■ **REQUEST**
Write out the lines from the line containing "Could you please annotate the wooden" through the final line of the listing below, exactly, omitting every other line.
---------------
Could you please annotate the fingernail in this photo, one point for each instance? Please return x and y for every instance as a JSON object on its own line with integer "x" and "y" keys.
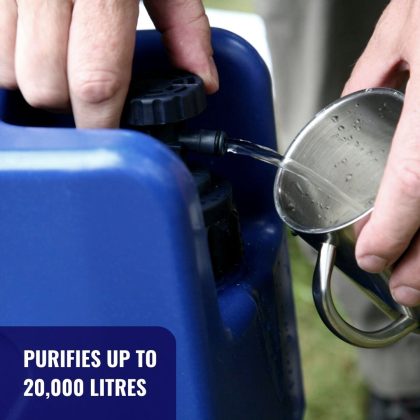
{"x": 406, "y": 295}
{"x": 371, "y": 263}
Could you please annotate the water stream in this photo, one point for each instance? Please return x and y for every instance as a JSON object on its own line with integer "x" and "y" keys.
{"x": 311, "y": 179}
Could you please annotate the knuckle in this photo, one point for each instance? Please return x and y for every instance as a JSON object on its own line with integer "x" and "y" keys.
{"x": 96, "y": 87}
{"x": 408, "y": 177}
{"x": 45, "y": 97}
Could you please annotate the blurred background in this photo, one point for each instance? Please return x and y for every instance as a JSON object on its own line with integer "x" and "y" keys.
{"x": 333, "y": 386}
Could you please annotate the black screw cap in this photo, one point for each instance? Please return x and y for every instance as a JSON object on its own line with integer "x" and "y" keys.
{"x": 166, "y": 100}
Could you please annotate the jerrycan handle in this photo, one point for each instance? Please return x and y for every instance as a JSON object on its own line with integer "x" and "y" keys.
{"x": 327, "y": 311}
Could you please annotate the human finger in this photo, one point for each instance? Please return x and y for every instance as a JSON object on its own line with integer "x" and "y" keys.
{"x": 186, "y": 33}
{"x": 101, "y": 46}
{"x": 41, "y": 52}
{"x": 405, "y": 279}
{"x": 8, "y": 19}
{"x": 381, "y": 63}
{"x": 396, "y": 216}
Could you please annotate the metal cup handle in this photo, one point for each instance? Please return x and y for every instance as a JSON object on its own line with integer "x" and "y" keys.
{"x": 327, "y": 311}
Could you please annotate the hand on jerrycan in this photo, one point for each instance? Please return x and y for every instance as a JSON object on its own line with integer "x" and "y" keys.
{"x": 391, "y": 238}
{"x": 79, "y": 53}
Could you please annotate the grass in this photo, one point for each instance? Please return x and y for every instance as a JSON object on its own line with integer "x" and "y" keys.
{"x": 333, "y": 387}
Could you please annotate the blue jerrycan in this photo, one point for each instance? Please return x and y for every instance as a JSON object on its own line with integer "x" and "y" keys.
{"x": 106, "y": 228}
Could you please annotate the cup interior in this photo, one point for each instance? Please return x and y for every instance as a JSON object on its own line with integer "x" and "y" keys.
{"x": 332, "y": 170}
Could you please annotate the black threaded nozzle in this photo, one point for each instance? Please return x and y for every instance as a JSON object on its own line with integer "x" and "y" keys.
{"x": 210, "y": 142}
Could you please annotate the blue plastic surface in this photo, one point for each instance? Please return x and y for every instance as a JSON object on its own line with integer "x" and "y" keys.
{"x": 104, "y": 228}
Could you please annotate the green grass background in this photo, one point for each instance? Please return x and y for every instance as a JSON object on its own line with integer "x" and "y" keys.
{"x": 333, "y": 386}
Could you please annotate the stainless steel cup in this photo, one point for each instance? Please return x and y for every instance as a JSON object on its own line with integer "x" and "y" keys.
{"x": 328, "y": 184}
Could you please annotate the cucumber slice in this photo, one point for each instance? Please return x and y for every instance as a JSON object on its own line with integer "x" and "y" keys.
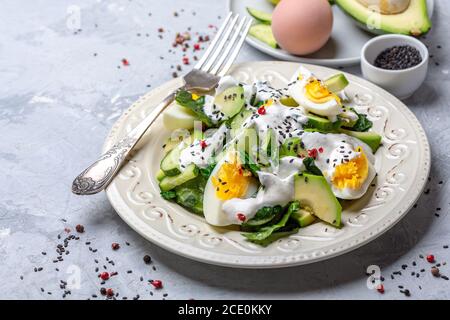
{"x": 168, "y": 183}
{"x": 292, "y": 147}
{"x": 372, "y": 139}
{"x": 177, "y": 117}
{"x": 320, "y": 123}
{"x": 263, "y": 32}
{"x": 259, "y": 15}
{"x": 169, "y": 164}
{"x": 160, "y": 175}
{"x": 230, "y": 101}
{"x": 348, "y": 118}
{"x": 336, "y": 83}
{"x": 303, "y": 217}
{"x": 238, "y": 121}
{"x": 288, "y": 101}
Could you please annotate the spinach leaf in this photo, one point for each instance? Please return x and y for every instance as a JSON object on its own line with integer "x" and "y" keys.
{"x": 248, "y": 164}
{"x": 274, "y": 237}
{"x": 266, "y": 231}
{"x": 362, "y": 124}
{"x": 184, "y": 98}
{"x": 206, "y": 172}
{"x": 311, "y": 166}
{"x": 294, "y": 206}
{"x": 190, "y": 194}
{"x": 263, "y": 216}
{"x": 259, "y": 103}
{"x": 168, "y": 195}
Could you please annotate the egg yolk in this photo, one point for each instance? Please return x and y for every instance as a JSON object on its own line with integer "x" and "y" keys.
{"x": 351, "y": 174}
{"x": 231, "y": 180}
{"x": 318, "y": 93}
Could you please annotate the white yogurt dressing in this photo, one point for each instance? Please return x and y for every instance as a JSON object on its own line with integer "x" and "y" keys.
{"x": 338, "y": 149}
{"x": 211, "y": 110}
{"x": 202, "y": 157}
{"x": 286, "y": 122}
{"x": 278, "y": 190}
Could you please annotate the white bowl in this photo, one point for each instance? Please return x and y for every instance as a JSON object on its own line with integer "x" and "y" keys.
{"x": 401, "y": 83}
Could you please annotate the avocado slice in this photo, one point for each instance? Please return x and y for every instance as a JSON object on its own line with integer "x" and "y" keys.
{"x": 336, "y": 83}
{"x": 246, "y": 142}
{"x": 259, "y": 15}
{"x": 372, "y": 139}
{"x": 292, "y": 147}
{"x": 230, "y": 101}
{"x": 263, "y": 32}
{"x": 314, "y": 192}
{"x": 322, "y": 124}
{"x": 288, "y": 101}
{"x": 238, "y": 121}
{"x": 303, "y": 217}
{"x": 413, "y": 21}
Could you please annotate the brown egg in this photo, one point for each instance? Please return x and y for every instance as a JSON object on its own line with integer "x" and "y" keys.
{"x": 302, "y": 26}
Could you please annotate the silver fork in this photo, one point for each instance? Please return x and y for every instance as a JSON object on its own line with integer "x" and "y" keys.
{"x": 205, "y": 76}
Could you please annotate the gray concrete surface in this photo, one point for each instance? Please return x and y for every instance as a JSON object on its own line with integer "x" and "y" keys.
{"x": 60, "y": 92}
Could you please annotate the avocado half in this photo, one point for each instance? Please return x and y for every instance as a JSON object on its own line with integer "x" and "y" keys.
{"x": 413, "y": 21}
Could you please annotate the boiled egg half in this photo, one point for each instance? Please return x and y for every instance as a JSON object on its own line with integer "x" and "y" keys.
{"x": 346, "y": 162}
{"x": 311, "y": 94}
{"x": 227, "y": 181}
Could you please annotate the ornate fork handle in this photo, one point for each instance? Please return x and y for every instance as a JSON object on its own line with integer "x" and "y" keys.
{"x": 99, "y": 174}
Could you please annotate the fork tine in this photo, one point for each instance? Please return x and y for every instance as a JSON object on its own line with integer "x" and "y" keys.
{"x": 231, "y": 43}
{"x": 234, "y": 54}
{"x": 213, "y": 43}
{"x": 220, "y": 46}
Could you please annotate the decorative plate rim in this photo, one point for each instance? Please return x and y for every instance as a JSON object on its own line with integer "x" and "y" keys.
{"x": 286, "y": 56}
{"x": 276, "y": 261}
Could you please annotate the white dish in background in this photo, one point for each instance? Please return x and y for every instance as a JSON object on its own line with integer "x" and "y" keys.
{"x": 402, "y": 163}
{"x": 401, "y": 83}
{"x": 343, "y": 48}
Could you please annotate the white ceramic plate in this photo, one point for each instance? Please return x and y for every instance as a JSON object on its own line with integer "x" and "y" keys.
{"x": 343, "y": 48}
{"x": 402, "y": 163}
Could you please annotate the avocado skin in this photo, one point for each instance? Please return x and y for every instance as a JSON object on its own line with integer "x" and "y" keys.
{"x": 413, "y": 21}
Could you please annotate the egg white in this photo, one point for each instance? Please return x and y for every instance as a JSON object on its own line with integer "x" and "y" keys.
{"x": 212, "y": 205}
{"x": 329, "y": 109}
{"x": 331, "y": 144}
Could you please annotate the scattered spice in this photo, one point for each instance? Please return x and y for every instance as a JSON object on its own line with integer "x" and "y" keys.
{"x": 435, "y": 271}
{"x": 109, "y": 292}
{"x": 380, "y": 288}
{"x": 147, "y": 259}
{"x": 157, "y": 284}
{"x": 104, "y": 276}
{"x": 398, "y": 58}
{"x": 262, "y": 110}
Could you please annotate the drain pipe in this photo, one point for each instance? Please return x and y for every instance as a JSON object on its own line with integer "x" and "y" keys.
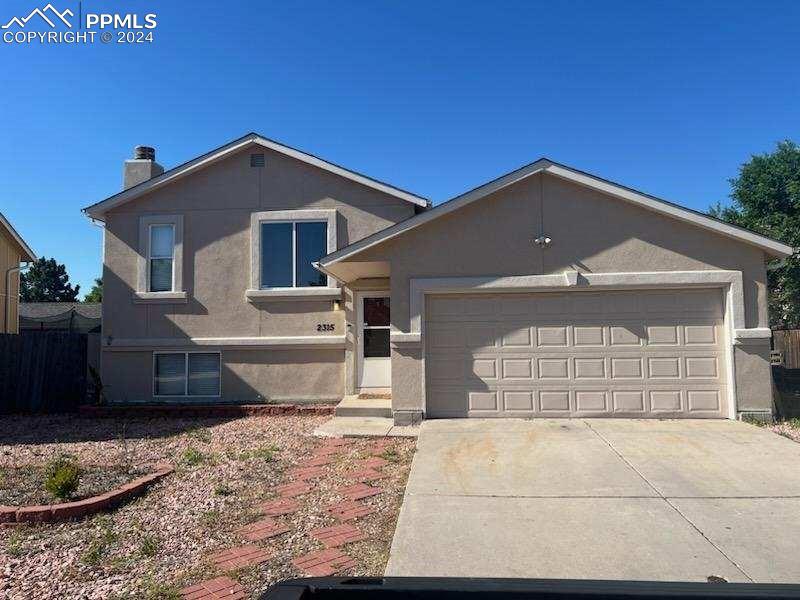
{"x": 18, "y": 268}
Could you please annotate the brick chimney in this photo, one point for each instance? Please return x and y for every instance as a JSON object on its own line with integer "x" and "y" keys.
{"x": 141, "y": 167}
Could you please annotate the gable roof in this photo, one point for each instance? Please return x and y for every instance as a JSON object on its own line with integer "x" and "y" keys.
{"x": 98, "y": 210}
{"x": 545, "y": 165}
{"x": 28, "y": 255}
{"x": 43, "y": 311}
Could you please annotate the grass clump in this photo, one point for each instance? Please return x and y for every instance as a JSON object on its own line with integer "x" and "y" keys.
{"x": 101, "y": 542}
{"x": 265, "y": 453}
{"x": 148, "y": 546}
{"x": 193, "y": 457}
{"x": 201, "y": 434}
{"x": 222, "y": 489}
{"x": 62, "y": 477}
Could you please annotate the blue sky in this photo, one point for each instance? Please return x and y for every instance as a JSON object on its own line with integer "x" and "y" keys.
{"x": 666, "y": 97}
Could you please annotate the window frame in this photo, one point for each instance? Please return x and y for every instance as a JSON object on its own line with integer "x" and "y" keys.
{"x": 142, "y": 294}
{"x": 290, "y": 216}
{"x": 150, "y": 258}
{"x": 294, "y": 223}
{"x": 186, "y": 354}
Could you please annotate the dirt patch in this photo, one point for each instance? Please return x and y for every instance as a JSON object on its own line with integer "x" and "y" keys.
{"x": 162, "y": 541}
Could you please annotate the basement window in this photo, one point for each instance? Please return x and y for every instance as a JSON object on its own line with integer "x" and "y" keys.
{"x": 186, "y": 374}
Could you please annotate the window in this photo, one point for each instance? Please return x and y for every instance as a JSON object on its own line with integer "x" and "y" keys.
{"x": 287, "y": 251}
{"x": 170, "y": 371}
{"x": 160, "y": 258}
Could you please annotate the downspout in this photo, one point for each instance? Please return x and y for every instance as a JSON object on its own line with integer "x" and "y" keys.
{"x": 8, "y": 293}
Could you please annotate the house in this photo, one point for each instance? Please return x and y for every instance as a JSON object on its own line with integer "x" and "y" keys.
{"x": 257, "y": 272}
{"x": 13, "y": 251}
{"x": 77, "y": 317}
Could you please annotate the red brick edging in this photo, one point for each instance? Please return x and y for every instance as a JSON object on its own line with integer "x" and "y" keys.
{"x": 51, "y": 513}
{"x": 204, "y": 410}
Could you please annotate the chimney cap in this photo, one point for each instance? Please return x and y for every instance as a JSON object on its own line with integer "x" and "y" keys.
{"x": 144, "y": 153}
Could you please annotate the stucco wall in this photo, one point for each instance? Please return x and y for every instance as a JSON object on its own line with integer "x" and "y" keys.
{"x": 9, "y": 257}
{"x": 216, "y": 204}
{"x": 591, "y": 233}
{"x": 248, "y": 375}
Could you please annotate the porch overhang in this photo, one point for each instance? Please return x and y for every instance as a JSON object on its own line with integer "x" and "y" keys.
{"x": 349, "y": 271}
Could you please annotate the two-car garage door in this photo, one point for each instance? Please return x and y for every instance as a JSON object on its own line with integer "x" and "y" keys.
{"x": 627, "y": 354}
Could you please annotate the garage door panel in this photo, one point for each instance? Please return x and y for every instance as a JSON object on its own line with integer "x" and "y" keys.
{"x": 666, "y": 401}
{"x": 591, "y": 401}
{"x": 517, "y": 368}
{"x": 548, "y": 337}
{"x": 589, "y": 335}
{"x": 517, "y": 336}
{"x": 518, "y": 401}
{"x": 626, "y": 368}
{"x": 526, "y": 356}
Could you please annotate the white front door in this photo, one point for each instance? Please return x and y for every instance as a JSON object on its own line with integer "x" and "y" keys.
{"x": 375, "y": 363}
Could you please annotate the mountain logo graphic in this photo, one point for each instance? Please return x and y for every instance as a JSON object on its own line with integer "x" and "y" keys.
{"x": 43, "y": 13}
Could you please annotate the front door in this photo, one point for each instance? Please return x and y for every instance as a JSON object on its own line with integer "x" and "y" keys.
{"x": 375, "y": 363}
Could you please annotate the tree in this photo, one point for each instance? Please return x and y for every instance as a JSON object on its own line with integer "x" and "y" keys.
{"x": 766, "y": 199}
{"x": 47, "y": 281}
{"x": 96, "y": 294}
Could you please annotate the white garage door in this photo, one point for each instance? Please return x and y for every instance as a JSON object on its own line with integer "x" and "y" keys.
{"x": 626, "y": 354}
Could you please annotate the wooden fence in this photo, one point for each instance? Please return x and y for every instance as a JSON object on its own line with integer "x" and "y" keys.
{"x": 787, "y": 342}
{"x": 45, "y": 372}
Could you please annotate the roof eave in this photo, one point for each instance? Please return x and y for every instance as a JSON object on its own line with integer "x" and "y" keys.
{"x": 28, "y": 255}
{"x": 769, "y": 246}
{"x": 99, "y": 209}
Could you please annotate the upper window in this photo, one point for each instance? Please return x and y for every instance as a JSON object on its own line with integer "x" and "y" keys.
{"x": 160, "y": 259}
{"x": 288, "y": 249}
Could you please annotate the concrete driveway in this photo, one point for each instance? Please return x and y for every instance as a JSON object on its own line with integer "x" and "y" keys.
{"x": 601, "y": 499}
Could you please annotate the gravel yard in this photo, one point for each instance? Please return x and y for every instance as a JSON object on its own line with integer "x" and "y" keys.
{"x": 161, "y": 542}
{"x": 790, "y": 429}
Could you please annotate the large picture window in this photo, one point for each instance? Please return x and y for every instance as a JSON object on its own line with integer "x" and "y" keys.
{"x": 186, "y": 374}
{"x": 288, "y": 250}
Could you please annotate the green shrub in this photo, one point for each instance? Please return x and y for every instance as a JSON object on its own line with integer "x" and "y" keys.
{"x": 62, "y": 477}
{"x": 148, "y": 546}
{"x": 222, "y": 489}
{"x": 192, "y": 456}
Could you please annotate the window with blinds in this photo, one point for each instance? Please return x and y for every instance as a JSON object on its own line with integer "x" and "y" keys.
{"x": 186, "y": 374}
{"x": 160, "y": 258}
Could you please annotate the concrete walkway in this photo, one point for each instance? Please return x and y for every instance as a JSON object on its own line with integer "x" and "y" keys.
---------------
■ **CORRECT OUTPUT**
Could you please annotate the wooden fence in this photo, one point for each instance? Please return x and y for every instance as a JSON object on its own line with integer "x" and "y" keys.
{"x": 787, "y": 342}
{"x": 45, "y": 372}
Could you please annotate the roof eave in this photo, one point for each instance? Please return x and y for every instance as a JSON object on its own line with integer "x" and "y" keys.
{"x": 28, "y": 255}
{"x": 769, "y": 246}
{"x": 99, "y": 209}
Could you please annotate the upper window in this photo, one point for each instance? Please return x and y for every instance as a JSON object on its own line with integer "x" and "y" keys.
{"x": 160, "y": 259}
{"x": 288, "y": 249}
Could you please annotate the concrete driveway in this photo, one point for each instance? Please return x and y for every instance as a JSON object on its own line with integer "x" and "y" keys.
{"x": 601, "y": 499}
Could you please annotate the gravel yard in this photo, one point for each instance? Please return x and y for every instance as a JSON object on its own line with integer "x" and "y" keys.
{"x": 161, "y": 542}
{"x": 790, "y": 429}
Could you please annotate the large picture window in this photo, one point for each instance? Please return x and y for every instance as a JSON object on its own line with integer "x" and "y" keys.
{"x": 186, "y": 374}
{"x": 288, "y": 250}
Could you please annotate the green shrub in this photo, one point for each instance? Please return x and y for every instance as a JSON object on its own line with integer "x" and "y" keys.
{"x": 62, "y": 477}
{"x": 148, "y": 546}
{"x": 222, "y": 489}
{"x": 192, "y": 456}
Could you please annotate the window with blinds in this photo, one point for each instance? Please return x and y for every instance as a JSON object on its own line with integer "x" and "y" keys.
{"x": 186, "y": 374}
{"x": 160, "y": 258}
Could you please annotate the concrete walkway in this photo, one point for each instance? Please return x and y for every instance as a JSON object on its own line with integer "x" and "y" keys.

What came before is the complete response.